- **Set task**: Which lines in the items below contain the word "pier"? Pull out each one and copy it.

'''

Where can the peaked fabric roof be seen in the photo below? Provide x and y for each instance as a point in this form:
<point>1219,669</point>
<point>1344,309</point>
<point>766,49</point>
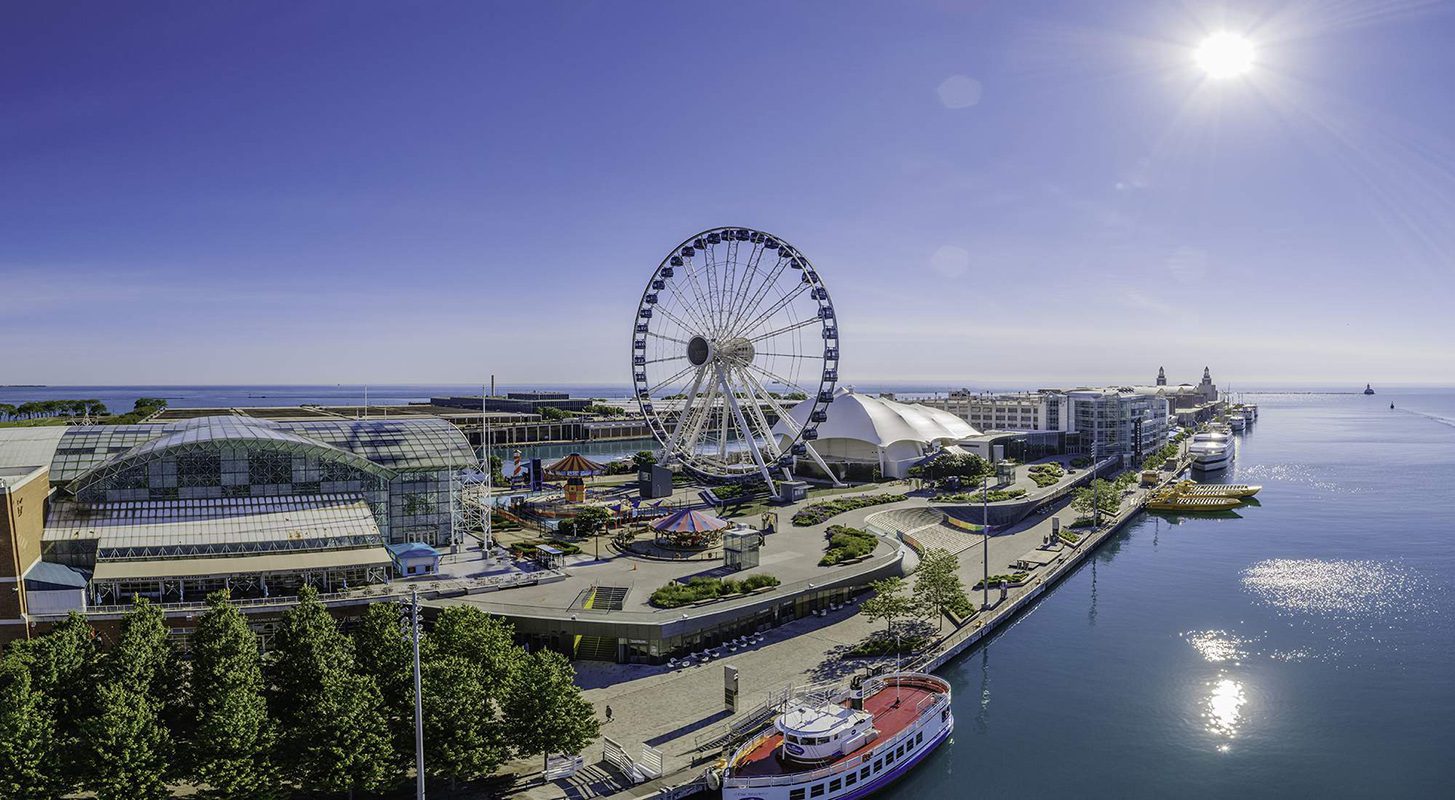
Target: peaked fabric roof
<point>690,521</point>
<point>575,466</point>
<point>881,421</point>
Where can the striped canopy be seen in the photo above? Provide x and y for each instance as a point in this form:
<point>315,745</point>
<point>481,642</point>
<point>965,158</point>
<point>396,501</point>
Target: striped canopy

'''
'''

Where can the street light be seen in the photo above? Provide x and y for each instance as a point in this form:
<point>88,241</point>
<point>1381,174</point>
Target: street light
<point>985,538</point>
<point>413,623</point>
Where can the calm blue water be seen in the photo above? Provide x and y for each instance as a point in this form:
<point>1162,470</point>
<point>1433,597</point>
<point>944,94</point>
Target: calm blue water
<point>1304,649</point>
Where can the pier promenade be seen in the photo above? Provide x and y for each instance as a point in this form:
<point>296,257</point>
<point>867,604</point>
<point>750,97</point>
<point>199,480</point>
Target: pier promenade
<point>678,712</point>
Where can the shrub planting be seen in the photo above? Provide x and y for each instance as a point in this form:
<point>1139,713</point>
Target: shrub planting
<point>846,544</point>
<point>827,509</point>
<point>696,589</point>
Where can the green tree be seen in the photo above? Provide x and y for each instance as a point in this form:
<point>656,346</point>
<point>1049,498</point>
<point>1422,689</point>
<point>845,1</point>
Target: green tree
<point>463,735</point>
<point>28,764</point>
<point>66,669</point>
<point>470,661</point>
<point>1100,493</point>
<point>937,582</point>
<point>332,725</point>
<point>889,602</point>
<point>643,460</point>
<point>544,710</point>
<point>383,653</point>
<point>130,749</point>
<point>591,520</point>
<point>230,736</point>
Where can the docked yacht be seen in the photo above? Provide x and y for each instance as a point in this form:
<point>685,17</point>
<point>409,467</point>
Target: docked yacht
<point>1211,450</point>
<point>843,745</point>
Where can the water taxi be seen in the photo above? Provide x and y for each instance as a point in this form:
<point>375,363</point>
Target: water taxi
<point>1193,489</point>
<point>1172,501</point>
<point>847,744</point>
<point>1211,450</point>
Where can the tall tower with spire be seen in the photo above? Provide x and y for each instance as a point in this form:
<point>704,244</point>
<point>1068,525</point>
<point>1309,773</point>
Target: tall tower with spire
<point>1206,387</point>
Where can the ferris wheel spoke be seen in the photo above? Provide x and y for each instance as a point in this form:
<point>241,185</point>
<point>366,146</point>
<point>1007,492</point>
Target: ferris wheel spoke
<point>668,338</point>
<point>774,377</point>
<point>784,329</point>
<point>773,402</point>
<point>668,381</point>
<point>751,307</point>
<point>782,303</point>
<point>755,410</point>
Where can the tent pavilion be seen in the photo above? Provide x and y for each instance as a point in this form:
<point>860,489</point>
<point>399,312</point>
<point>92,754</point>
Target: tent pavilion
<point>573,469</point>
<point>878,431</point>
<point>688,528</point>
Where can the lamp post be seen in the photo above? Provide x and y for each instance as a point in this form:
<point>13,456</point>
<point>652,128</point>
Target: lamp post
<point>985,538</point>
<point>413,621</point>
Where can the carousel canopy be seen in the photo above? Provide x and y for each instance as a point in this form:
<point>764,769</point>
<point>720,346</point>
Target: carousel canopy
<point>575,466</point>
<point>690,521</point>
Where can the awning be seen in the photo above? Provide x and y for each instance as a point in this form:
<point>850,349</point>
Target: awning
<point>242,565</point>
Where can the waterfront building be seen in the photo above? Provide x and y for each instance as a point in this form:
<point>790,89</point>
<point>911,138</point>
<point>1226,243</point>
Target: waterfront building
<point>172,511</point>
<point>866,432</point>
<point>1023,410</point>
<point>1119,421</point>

'''
'''

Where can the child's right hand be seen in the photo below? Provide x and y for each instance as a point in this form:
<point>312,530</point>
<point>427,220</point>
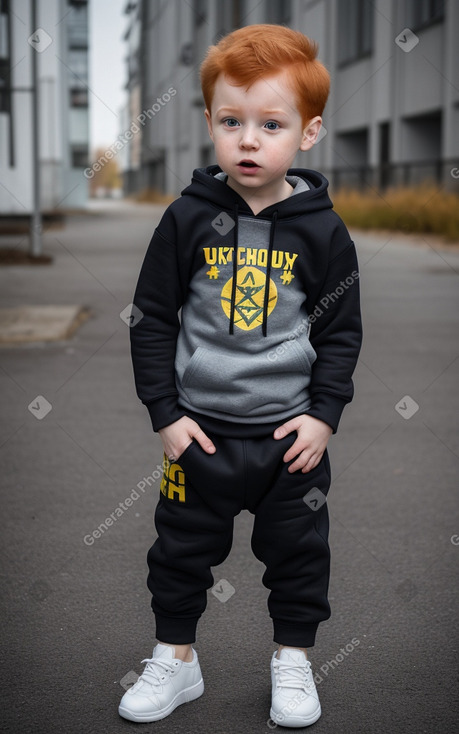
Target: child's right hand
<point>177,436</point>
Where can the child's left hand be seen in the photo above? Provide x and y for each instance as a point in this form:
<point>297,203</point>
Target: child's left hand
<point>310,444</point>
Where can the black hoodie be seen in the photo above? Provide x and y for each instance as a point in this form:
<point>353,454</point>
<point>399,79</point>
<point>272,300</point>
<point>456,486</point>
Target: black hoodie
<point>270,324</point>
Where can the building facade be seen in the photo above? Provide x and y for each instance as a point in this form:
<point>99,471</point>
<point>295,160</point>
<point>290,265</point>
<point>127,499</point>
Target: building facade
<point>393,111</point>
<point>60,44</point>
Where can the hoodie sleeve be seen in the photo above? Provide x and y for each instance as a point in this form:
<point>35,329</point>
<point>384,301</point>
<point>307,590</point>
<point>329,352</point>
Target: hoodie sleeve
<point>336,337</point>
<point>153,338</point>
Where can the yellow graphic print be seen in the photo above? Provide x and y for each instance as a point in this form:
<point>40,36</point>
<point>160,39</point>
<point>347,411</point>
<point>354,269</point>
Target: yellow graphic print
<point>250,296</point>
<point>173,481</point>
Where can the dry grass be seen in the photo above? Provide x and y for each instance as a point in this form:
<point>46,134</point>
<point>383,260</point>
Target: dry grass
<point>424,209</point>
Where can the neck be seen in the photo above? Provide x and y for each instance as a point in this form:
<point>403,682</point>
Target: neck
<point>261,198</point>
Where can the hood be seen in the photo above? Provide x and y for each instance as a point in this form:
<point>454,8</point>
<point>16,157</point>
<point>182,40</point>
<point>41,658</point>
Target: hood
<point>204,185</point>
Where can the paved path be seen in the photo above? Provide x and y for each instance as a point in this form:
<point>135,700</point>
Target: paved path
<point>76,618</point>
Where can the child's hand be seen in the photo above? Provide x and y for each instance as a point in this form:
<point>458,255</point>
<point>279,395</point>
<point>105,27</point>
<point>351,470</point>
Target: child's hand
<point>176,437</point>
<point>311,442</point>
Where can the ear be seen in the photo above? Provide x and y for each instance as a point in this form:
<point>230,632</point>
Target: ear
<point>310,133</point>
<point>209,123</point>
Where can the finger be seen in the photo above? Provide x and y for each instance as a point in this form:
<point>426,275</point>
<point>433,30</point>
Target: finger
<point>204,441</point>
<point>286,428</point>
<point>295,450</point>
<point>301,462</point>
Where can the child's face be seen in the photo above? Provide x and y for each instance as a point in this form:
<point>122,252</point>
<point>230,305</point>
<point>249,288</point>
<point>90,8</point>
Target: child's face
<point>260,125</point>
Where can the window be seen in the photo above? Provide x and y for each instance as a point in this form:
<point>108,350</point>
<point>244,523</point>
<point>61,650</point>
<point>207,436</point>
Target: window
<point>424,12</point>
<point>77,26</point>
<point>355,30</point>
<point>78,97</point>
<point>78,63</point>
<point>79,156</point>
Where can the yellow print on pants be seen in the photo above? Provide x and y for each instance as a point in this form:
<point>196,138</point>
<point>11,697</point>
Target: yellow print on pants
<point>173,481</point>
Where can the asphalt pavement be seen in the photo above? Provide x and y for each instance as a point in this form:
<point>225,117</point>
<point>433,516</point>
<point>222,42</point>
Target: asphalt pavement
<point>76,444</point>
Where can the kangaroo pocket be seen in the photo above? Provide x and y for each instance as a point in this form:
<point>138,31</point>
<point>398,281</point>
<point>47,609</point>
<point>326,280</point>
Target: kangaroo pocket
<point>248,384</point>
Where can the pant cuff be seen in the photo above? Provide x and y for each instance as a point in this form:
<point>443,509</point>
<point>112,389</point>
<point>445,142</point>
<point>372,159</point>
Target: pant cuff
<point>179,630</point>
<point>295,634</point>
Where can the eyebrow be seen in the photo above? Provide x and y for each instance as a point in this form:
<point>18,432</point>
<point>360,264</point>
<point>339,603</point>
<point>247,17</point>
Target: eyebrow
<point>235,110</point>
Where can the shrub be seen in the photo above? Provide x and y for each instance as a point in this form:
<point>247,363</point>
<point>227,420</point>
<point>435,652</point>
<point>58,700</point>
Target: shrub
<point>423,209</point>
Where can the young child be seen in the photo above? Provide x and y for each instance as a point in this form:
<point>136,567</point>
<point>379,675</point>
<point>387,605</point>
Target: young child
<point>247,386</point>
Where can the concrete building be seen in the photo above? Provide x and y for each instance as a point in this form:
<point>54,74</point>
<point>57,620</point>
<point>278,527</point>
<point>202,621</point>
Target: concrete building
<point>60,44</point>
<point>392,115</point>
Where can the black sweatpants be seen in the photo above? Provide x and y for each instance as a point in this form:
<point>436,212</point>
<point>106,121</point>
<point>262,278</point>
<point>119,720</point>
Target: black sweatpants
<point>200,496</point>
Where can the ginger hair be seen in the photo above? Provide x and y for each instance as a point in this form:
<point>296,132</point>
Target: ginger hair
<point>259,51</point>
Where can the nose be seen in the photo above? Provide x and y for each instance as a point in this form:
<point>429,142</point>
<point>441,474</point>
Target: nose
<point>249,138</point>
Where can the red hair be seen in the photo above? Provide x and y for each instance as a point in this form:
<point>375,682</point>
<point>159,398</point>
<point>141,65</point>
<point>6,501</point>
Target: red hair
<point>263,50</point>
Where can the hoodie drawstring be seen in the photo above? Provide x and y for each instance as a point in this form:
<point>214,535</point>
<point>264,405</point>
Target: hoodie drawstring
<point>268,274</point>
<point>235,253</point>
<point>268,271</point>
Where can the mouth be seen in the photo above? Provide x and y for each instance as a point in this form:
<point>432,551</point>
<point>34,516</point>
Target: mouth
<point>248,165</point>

'''

- **Finished exercise**:
Where can the pier promenade be seen in the photo above? Provide x and y for each instance as a point in this form:
Target: pier promenade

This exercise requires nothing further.